▶ _Consigne A_:
Réécrivez plus brièvement le paragraphe de la section du document qui commence par « Dans le studio du Conservatoire » en conservant ses faits principaux.
▶ _Consigne B_:
Reproduisez fidèlement le passage de la section du document qui commence à « Au Conservatoire du » et se termine à « de Jan Fabre. ».

Au Conservatoire du Grand Chalon cette 15ème édition du Festival Instances s’est clôturée avec une intéressante création d’Alexandre Roccoli et l’étourdissant Antony Rizzi dans une œuvre de Jan Fabre.

Dans le studio du Conservatoire, le public s’assoit parterre tout autour du plateau pour Hadra chorégraphié par Alexandre Roccoli. Au centre du tapis de sol recouvert de lignes blanches géométriques et sous une lumière rouge, donc assez sombre, est couché Yassine Aboulakoul.Torse nu, le danseur commence à se mouvoir en douceur accompagné par une musique composée par Benoist Esté et mixée en direct par le DJ Benoist Bouvot.

De soubresauts en soubresauts, le geste commence à se délier puis la danse s’installe une fois l’interprète debout qui frôle les spectateurs comme pour en saisir les énergies. Ses mouvements lancinants répétitifs et très dansés sont extrêmement purs. Il maitrise à la fois son corps, mais aussi son âme tant il est aisé de ressentir ses émotions qu’il fait transpirer aux rythmes imposés par les sons.

▶ _Lignes de données_:

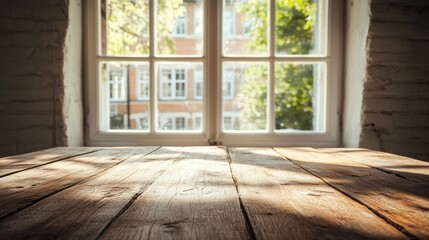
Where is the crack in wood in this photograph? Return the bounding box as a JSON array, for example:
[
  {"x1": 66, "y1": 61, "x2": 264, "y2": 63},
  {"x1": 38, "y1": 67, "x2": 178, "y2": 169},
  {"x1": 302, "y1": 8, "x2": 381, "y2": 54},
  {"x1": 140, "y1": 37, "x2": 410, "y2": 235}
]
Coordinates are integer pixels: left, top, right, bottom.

▶ _Réponse complète A_:
Dans le studio du Conservatoire, le public est assis par terre autour du plateau pour Hadra, chorégraphié par Alexandre Roccoli. Torse nu, Yassine Aboulakoul est couché au centre d'un tapis couvert de lignes blanches géométriques, sous une lumière rouge assez sombre. Il commence à bouger en douceur sur une musique de Benoist Esté, mixée en direct par le DJ Benoist Bouvot.

▶ _Réponse complète B_:
Au Conservatoire du Grand Chalon cette 15ème édition du Festival Instances s’est clôturée avec une intéressante création d’Alexandre Roccoli et l’étourdissant Antony Rizzi dans une œuvre de Jan Fabre.